Die Regierung
NUR
Staatsakt/Bertus (VÖ: 25.8.)
Bösartig at its best: Tilman Rossmy und sein Diskurs-Rock sind wieder in Hochform.
Immer schön, wenn Menschen das tun, was sie am besten können. So wie Tilman Rossmy. „Wenn die Liebe ruft“, singt er in dem gleichnamigen Stück, „überleg ich nicht lang, ich nehm den Job an.“ Auch auf das Lesen der AGBs verzichtet Rossmy dann großzügig, wenn ihn Amors Pfeil trifft, und das alles trägt er vor wie ein knurriger Hund, der seinen letzten Knochen gegen jüngere Konkurrenz verteidigt.

AUFGABE: Welche Angaben stehen in der Rezension vor dem Satz, der mit „Bösartig at its best“ beginnt?

(Datenliste)

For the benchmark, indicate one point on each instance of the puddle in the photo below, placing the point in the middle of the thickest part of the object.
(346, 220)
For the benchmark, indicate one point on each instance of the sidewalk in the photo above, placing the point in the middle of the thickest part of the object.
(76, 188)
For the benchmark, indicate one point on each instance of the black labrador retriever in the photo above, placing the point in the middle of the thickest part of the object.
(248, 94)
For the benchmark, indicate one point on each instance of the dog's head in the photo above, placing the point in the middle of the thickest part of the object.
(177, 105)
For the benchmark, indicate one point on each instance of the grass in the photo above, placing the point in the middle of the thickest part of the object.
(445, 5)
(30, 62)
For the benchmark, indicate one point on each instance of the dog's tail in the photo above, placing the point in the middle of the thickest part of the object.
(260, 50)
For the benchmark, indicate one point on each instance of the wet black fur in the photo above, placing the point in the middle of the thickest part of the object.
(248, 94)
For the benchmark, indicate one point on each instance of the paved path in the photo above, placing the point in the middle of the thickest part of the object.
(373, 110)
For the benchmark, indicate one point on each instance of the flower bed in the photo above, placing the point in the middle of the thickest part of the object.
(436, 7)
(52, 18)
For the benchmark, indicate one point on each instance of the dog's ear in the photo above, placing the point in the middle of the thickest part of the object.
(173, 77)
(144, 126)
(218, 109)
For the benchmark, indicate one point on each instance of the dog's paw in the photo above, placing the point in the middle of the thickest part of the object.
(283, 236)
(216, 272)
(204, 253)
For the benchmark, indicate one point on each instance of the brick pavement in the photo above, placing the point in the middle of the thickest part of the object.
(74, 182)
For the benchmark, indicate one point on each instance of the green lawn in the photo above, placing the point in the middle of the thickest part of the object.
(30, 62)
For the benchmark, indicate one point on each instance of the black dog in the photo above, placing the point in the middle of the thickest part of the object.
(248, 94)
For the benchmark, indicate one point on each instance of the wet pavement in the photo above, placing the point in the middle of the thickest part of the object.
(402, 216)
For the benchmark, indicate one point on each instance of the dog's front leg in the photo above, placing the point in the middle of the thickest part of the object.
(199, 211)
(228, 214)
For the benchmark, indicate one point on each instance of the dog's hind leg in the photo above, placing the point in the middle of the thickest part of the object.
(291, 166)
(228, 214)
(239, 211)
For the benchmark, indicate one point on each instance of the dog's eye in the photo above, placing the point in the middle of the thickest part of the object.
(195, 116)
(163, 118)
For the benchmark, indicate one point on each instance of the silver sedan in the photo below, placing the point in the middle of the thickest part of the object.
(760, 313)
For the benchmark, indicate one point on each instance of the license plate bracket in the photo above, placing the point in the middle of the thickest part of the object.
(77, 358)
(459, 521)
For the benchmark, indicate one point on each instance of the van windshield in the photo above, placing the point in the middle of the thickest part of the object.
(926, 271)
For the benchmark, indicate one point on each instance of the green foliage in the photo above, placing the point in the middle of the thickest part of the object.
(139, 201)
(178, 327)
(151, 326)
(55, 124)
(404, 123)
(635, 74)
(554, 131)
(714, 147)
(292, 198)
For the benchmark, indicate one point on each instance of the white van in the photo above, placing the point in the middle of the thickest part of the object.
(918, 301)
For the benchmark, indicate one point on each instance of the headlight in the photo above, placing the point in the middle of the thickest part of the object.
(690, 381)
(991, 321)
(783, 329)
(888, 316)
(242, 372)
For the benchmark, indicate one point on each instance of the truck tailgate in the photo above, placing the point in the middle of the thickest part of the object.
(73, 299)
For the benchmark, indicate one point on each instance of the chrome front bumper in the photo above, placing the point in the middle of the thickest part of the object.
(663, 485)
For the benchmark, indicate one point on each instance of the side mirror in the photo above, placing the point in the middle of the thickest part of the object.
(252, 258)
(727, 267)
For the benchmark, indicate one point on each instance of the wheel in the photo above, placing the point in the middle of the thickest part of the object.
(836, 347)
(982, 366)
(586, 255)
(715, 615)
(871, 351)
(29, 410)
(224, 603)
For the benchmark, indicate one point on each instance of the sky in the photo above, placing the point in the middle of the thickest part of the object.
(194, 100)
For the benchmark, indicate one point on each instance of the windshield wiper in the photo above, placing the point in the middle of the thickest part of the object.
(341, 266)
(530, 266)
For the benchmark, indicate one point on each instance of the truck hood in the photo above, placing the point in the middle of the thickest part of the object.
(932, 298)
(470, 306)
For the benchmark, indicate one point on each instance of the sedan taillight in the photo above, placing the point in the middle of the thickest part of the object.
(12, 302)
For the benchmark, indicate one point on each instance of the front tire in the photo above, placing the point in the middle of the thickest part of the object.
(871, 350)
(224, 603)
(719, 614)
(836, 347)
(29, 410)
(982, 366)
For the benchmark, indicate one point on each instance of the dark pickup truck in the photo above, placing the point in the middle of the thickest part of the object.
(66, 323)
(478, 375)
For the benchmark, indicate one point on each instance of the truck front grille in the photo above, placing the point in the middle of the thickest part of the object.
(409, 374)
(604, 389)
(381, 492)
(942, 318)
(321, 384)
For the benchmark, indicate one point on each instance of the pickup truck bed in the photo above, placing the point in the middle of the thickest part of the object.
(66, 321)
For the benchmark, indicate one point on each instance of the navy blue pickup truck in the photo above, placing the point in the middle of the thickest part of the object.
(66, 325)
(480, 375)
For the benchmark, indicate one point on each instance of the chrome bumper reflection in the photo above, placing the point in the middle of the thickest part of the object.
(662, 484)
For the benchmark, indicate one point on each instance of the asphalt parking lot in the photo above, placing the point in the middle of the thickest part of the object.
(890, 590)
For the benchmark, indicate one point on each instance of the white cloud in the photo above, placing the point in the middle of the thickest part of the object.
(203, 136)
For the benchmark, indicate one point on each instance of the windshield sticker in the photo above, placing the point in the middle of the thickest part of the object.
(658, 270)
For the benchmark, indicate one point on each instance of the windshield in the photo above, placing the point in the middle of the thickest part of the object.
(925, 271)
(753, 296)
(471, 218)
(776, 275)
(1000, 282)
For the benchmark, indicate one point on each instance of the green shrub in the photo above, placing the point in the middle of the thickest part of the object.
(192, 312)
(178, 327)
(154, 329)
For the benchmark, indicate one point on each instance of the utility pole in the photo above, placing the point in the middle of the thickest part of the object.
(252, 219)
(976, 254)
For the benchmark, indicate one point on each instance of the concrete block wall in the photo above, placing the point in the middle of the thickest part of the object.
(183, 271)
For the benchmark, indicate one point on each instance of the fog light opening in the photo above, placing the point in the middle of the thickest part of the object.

ANTWORT:
- Die Regierung
- NUR
- Staatsakt/Bertus
- VÖ: 25.8.